• Your objective
Images appear in the records below; leave them out and repeat everything else exactly.

------------------------

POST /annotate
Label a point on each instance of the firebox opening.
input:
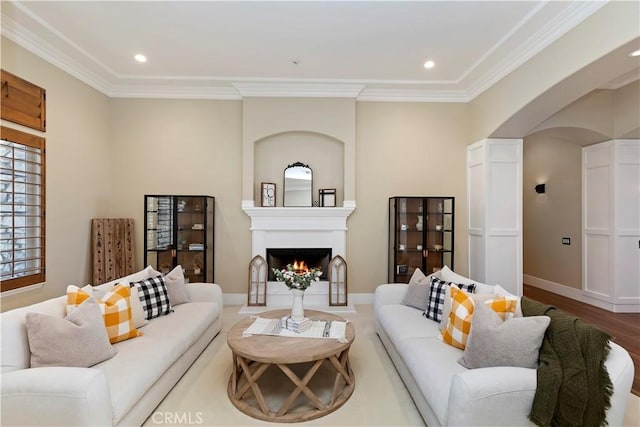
(313, 257)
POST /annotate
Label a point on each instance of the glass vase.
(297, 309)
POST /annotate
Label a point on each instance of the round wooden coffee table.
(258, 387)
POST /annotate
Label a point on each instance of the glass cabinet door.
(159, 232)
(179, 230)
(420, 235)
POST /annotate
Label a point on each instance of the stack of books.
(296, 326)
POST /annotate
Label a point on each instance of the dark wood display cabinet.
(179, 230)
(420, 235)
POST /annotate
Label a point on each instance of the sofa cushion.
(154, 296)
(78, 340)
(146, 358)
(432, 365)
(401, 322)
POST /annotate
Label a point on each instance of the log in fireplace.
(313, 257)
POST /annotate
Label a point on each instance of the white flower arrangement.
(297, 278)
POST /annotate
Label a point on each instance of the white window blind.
(22, 209)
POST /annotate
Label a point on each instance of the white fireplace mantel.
(304, 219)
(287, 227)
(292, 227)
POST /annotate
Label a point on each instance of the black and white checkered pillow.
(154, 297)
(436, 297)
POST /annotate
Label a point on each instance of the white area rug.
(379, 399)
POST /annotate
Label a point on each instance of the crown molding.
(174, 92)
(577, 12)
(39, 47)
(305, 90)
(413, 95)
(113, 85)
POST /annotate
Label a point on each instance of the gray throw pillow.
(176, 286)
(78, 340)
(417, 295)
(493, 342)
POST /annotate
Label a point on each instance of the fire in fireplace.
(312, 257)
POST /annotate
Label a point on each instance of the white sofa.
(123, 390)
(448, 394)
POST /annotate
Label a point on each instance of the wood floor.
(623, 327)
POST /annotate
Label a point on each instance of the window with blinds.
(22, 209)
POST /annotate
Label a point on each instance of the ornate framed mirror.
(298, 185)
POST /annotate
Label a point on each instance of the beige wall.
(541, 87)
(626, 111)
(404, 149)
(324, 155)
(266, 117)
(78, 174)
(183, 147)
(557, 213)
(598, 116)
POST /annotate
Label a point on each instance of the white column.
(494, 194)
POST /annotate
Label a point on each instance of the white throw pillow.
(78, 340)
(176, 286)
(449, 275)
(138, 276)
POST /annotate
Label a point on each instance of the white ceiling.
(371, 50)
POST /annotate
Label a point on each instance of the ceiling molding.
(554, 29)
(304, 90)
(98, 76)
(413, 95)
(39, 47)
(175, 92)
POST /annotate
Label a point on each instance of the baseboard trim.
(241, 299)
(578, 295)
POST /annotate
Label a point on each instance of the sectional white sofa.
(448, 394)
(123, 390)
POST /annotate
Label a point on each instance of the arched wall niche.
(579, 136)
(323, 153)
(319, 121)
(578, 101)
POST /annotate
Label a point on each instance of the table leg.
(343, 370)
(301, 386)
(252, 379)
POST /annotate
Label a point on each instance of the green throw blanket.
(574, 388)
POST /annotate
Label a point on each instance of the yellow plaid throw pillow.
(116, 311)
(462, 304)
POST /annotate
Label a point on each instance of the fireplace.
(309, 228)
(278, 258)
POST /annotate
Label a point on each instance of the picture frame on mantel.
(328, 197)
(268, 194)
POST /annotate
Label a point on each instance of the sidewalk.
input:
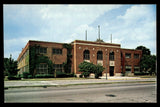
(14, 84)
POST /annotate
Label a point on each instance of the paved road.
(122, 92)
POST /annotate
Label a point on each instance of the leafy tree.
(98, 71)
(148, 61)
(10, 66)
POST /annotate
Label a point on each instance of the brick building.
(111, 56)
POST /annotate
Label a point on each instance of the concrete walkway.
(78, 81)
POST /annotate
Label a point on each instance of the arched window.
(99, 55)
(86, 55)
(111, 56)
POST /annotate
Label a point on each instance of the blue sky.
(130, 25)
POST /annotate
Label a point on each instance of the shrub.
(86, 74)
(60, 74)
(11, 77)
(25, 74)
(29, 76)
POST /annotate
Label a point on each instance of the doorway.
(111, 70)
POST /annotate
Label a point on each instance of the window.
(57, 51)
(128, 55)
(41, 50)
(86, 55)
(136, 56)
(42, 69)
(57, 67)
(111, 56)
(99, 55)
(136, 69)
(128, 68)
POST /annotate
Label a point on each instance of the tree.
(10, 66)
(148, 61)
(98, 71)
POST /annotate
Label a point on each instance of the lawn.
(48, 79)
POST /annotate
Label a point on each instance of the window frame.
(127, 55)
(99, 55)
(56, 51)
(40, 68)
(111, 56)
(86, 55)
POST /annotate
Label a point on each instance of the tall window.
(57, 51)
(128, 55)
(111, 56)
(136, 56)
(57, 67)
(42, 69)
(86, 55)
(99, 55)
(41, 50)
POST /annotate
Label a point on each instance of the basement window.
(57, 67)
(86, 55)
(136, 56)
(99, 55)
(128, 55)
(42, 69)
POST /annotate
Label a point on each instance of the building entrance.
(111, 70)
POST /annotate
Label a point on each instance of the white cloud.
(65, 23)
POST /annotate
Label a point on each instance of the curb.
(64, 85)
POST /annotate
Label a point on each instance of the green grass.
(65, 85)
(48, 79)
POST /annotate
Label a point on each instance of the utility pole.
(98, 32)
(111, 38)
(86, 35)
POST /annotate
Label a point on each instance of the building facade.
(111, 56)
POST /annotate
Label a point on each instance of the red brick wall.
(56, 59)
(94, 47)
(131, 61)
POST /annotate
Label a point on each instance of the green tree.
(10, 66)
(98, 71)
(148, 61)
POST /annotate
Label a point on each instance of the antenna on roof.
(98, 32)
(86, 35)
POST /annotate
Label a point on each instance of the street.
(106, 93)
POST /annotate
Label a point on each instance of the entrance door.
(111, 70)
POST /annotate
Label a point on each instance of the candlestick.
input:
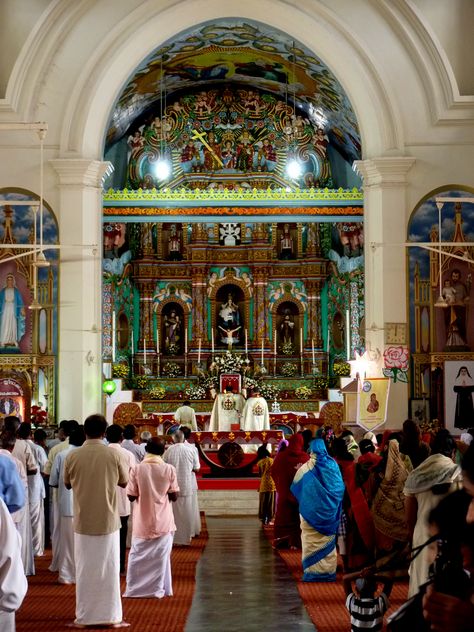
(113, 336)
(348, 336)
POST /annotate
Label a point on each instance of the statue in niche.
(174, 244)
(286, 243)
(172, 327)
(228, 322)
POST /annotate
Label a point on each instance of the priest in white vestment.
(152, 487)
(13, 584)
(256, 415)
(185, 459)
(226, 411)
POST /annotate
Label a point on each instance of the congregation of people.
(376, 509)
(94, 490)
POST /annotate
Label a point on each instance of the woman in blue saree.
(319, 489)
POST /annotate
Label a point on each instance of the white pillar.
(385, 217)
(80, 274)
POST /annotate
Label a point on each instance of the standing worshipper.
(319, 489)
(153, 485)
(65, 551)
(266, 489)
(255, 415)
(287, 530)
(36, 491)
(197, 514)
(114, 435)
(93, 472)
(186, 462)
(13, 584)
(226, 410)
(186, 416)
(129, 434)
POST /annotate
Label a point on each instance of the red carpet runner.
(49, 606)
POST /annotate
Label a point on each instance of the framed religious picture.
(420, 410)
(458, 395)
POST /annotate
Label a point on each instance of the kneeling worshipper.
(13, 584)
(153, 485)
(319, 489)
(255, 415)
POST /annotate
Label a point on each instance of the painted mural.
(441, 288)
(232, 50)
(227, 137)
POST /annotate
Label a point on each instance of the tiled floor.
(241, 585)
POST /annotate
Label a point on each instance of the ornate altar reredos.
(28, 308)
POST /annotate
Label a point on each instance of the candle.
(348, 335)
(113, 336)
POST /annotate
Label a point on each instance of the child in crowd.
(366, 609)
(267, 489)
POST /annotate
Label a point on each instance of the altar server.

------------------------

• Finished exercise
POST /annotate
Label a point on each instance of the firebox opening.
input:
(313, 257)
POST /annotate
Label a point on each instance of the glass vase.
(297, 309)
POST /annotate
Label a point on each instance of the round wooden coffee table.
(258, 387)
POST /annotate
Label a point on each instance of the glass cabinet door.
(159, 232)
(179, 230)
(420, 235)
POST /annotate
Label a point on each instance of the stack of books.
(296, 326)
POST /annotate
Label a point on each instance of the dark wood display cabinet.
(179, 230)
(420, 235)
POST /annotate
Label a point on each instance of the sofa cushion.
(154, 296)
(78, 340)
(146, 358)
(432, 365)
(401, 322)
POST /annotate
Label a point on each instance of the log in fireplace.
(313, 257)
POST /annotate
Label a point on each instance of the white flower arrangement.
(297, 278)
POST /annotate
Label a point on each instance of the white window blind.
(22, 209)
POST /annotate
Label a point on each instance of the white fireplace mantel.
(304, 219)
(287, 227)
(292, 227)
POST /annotate
Label a point on each instance of the black and white checkered pillow.
(154, 297)
(436, 297)
POST /annotate
Label a point on each instance of the white area rug.
(379, 399)
POST /annotate
Label a point on each instance of the crown molding.
(174, 92)
(577, 12)
(39, 47)
(305, 90)
(413, 95)
(113, 85)
POST /annotate
Label a point on each instance of the gray throw pillow.
(176, 286)
(78, 340)
(417, 295)
(493, 342)
POST /annotate
Label a point on each instance of the fire in fireplace.
(312, 257)
POST /annotate
Label a point on each instance of the white sofa.
(123, 390)
(448, 394)
POST /annotate
Label a point on each instance of the wood floor.
(623, 327)
POST /annotate
Label a point on each instance of the window with blinds.
(22, 209)
POST /annotate
Label a point on each instance of the ornate framed mirror.
(298, 185)
POST /annotate
Label a point on each instance of the beige wall.
(541, 87)
(626, 111)
(404, 149)
(324, 155)
(266, 117)
(78, 174)
(183, 147)
(557, 213)
(598, 116)
POST /annotate
Label a point on each instance of the white column.
(494, 194)
POST /annotate
Label a point on each instance of the white throw pillow.
(78, 340)
(176, 286)
(449, 275)
(138, 276)
POST /annotate
Label a point on each instance of the white ceiling.
(371, 50)
POST /annotate
Label a point on each instance of the ceiling molding.
(554, 29)
(304, 90)
(98, 76)
(413, 95)
(39, 47)
(175, 92)
POST /annotate
Label a point on each instance of the baseboard trim.
(241, 299)
(578, 295)
POST /annotate
Label a point on each instance of the sectional white sofa.
(448, 394)
(123, 390)
POST /annotate
Label a point on each instance of the arched wall niche.
(579, 136)
(323, 153)
(319, 121)
(578, 101)
POST /annotate
Label a point on each instance of the table leg.
(343, 370)
(301, 386)
(252, 379)
POST /annotate
Label a point on each instance of the green throw blanket.
(574, 388)
POST /annotate
Label a point on each instance of the yellow plaid throw pillow.
(116, 311)
(462, 304)
POST /annotate
Label a point on each instance of the fireplace.
(309, 228)
(278, 258)
POST /annotate
Label a point on each instance of the picture frame on mantel.
(328, 197)
(268, 194)
POST /annotate
Label a point on each instance of the sidewalk.
input:
(14, 84)
POST /annotate
Label a point on each instance of the paved road.
(122, 92)
POST /annotate
Label a point on each instance of the leafy tree.
(98, 71)
(148, 61)
(10, 66)
POST /annotate
Label a point on each instance of the brick building.
(111, 56)
POST /annotate
Label a point on each instance of the concrete walkway.
(78, 81)
POST /annotate
Label a point on each instance of the arched window.
(99, 55)
(86, 55)
(111, 56)
POST /annotate
Label a point on each instance of the blue sky.
(130, 25)
POST /annotate
Label a point on each instance of the shrub.
(86, 74)
(60, 74)
(11, 77)
(25, 74)
(29, 76)
POST /annotate
Label a point on each instance of the doorway.
(111, 70)
POST /annotate
Label a point on each instance of the window.
(57, 51)
(128, 55)
(41, 50)
(86, 55)
(136, 56)
(42, 69)
(57, 67)
(111, 56)
(99, 55)
(136, 69)
(128, 68)
POST /annotate
Label a point on each instance of the tree.
(10, 66)
(148, 61)
(98, 71)
POST /annotate
Label a point on each instance of the lawn.
(48, 79)
POST /annotate
Label a point on each instance of the window frame.
(127, 55)
(99, 55)
(56, 51)
(40, 68)
(111, 56)
(86, 55)
POST /annotate
Label a point on each instance of the tall window.
(57, 51)
(128, 55)
(111, 56)
(136, 56)
(57, 67)
(42, 69)
(86, 55)
(99, 55)
(41, 50)
POST /annotate
Label a point on each instance of the basement window.
(57, 67)
(86, 55)
(136, 56)
(99, 55)
(128, 55)
(42, 69)
POST /annotate
Label a point on each instance of the building entrance.
(111, 70)
POST /annotate
Label a point on each instance of the white cloud.
(65, 23)
POST /annotate
Label a point on each instance of the curb.
(64, 85)
POST /annotate
Label a point on each instance of the green grass.
(65, 85)
(48, 79)
POST /annotate
Label a point on each instance of the utility pole.
(98, 32)
(111, 38)
(86, 35)
POST /annotate
Label a point on each instance of the building facade.
(111, 56)
POST /annotate
Label a point on each instance of the red brick wall.
(56, 59)
(94, 47)
(131, 61)
POST /annotate
Label a point on each instance of the green tree.
(10, 66)
(98, 71)
(148, 61)
POST /annotate
Label a point on each instance of the antenna on roof.
(98, 32)
(86, 35)
POST /annotate
Label a point on each instance of the street.
(106, 93)
POST /annotate
Label a point on each instance of the entrance door.
(111, 70)
POST /annotate
Label a point on each instance of the candlestick.
input:
(113, 336)
(348, 336)
POST /annotate
Label a point on each instance of the statue in niche.
(174, 244)
(286, 243)
(172, 327)
(228, 322)
POST /annotate
Label a point on each instance of the priest in white vestment.
(152, 487)
(13, 584)
(256, 415)
(185, 459)
(226, 411)
POST /annotate
Label a point on each instance of the congregation of people.
(376, 509)
(94, 490)
POST /annotate
Label a point on each instance of the woman in blue saree.
(319, 489)
POST /annotate
Label a point on each instance of the white pillar.
(385, 217)
(80, 274)
POST /annotate
Label a point on each instance of the standing worshipper.
(319, 489)
(153, 485)
(65, 551)
(266, 489)
(255, 415)
(287, 530)
(36, 491)
(197, 514)
(114, 435)
(93, 472)
(186, 462)
(13, 584)
(226, 410)
(186, 416)
(129, 434)
POST /annotate
Label a point on each instance of the red carpet runner.
(49, 606)
POST /annotate
Label a point on each instance of the framed religious picture.
(420, 410)
(458, 395)
POST /annotate
Label a point on each instance of the kneeling worshipper.
(13, 584)
(153, 485)
(319, 489)
(255, 415)
POST /annotate
Label a point on each instance of the painted mural.
(441, 288)
(232, 50)
(227, 137)
POST /annotate
Label a point on each instance of the tiled floor.
(241, 585)
POST /annotate
Label a point on each instance of the ornate altar reredos.
(28, 308)
POST /annotate
Label a point on each instance of the candle.
(348, 335)
(113, 336)
POST /annotate
Label a point on each instance of the child in crowd.
(366, 609)
(267, 489)
POST /annotate
Label a point on each instance of the altar server.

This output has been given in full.